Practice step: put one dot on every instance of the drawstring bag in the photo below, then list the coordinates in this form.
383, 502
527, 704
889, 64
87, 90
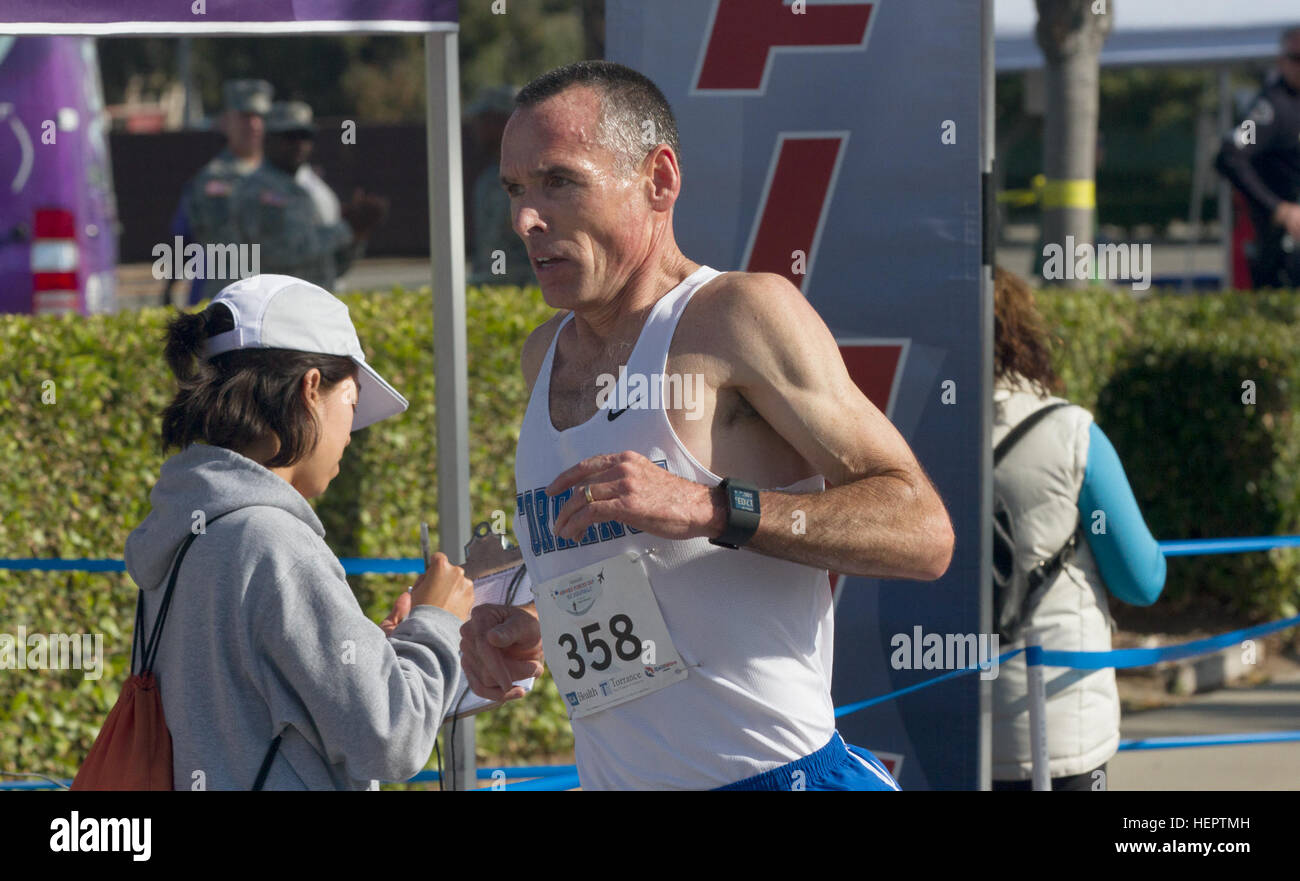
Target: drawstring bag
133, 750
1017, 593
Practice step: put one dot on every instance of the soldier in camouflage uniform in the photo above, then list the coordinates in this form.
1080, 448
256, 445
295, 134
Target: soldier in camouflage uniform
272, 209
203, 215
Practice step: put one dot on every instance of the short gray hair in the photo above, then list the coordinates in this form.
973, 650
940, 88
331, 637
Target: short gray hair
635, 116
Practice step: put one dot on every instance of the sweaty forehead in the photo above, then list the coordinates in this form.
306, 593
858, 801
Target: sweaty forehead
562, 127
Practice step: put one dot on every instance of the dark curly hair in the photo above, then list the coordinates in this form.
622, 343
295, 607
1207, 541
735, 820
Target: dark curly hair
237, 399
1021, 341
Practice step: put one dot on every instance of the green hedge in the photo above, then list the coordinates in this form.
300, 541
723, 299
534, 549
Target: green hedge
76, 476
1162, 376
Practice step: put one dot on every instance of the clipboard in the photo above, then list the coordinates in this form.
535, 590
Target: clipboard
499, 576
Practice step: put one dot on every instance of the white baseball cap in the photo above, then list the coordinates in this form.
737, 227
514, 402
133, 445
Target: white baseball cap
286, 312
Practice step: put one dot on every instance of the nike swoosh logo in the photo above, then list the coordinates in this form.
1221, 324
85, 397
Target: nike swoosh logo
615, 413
________________________________________
Copy every one of the records above word for word, leaving out the pictures.

▸ Written response:
Practice step: put one dot on every instance of the drawstring bag in the photo below, then list the coordinates in this form.
383, 502
527, 704
889, 64
87, 90
Target: drawstring bag
133, 750
1017, 593
Practice step: put one dot on every instance of the soldier in camouflage uniform in the photo above, then list the coordinates in this form.
1080, 448
256, 445
295, 134
Target: soldier in camouflage uniform
272, 209
203, 215
Practice step: put one dot on every instance of the short gray hair in the photo above, then list the coordinates in this form.
973, 650
940, 88
331, 637
Target: short gray hair
635, 116
Practice step: put one dot on every instance of the sweaty forehead in the photo above, then list the coordinates in this form.
306, 593
858, 801
Target: sweaty forehead
562, 127
Practice step: put one dot on every instance of the dark curly hair in the photo above, then list the coordinates in this form.
622, 343
295, 607
1207, 541
735, 820
Target: dark curly hair
237, 399
1021, 341
Practice step: put one dot on every instance of the green hedge in the photo above, then list the coordinates in this form.
300, 541
723, 299
534, 549
Target: green hedge
76, 476
1162, 376
Practice step: put one dot on every instance of the clipboard in the photo above, then list the coordinates in this form.
535, 590
Target: clipboard
499, 576
Practice step: put one dot on every instance of the white baseball cap in the photo above, then list the coordinates in this form.
737, 227
514, 402
133, 445
Target: white baseball cap
286, 312
Practice step: put one dot on every instance of the nike swoosh logo in the photo above, then list the coordinates in this form.
1221, 324
85, 397
Target: nike swoosh logo
615, 413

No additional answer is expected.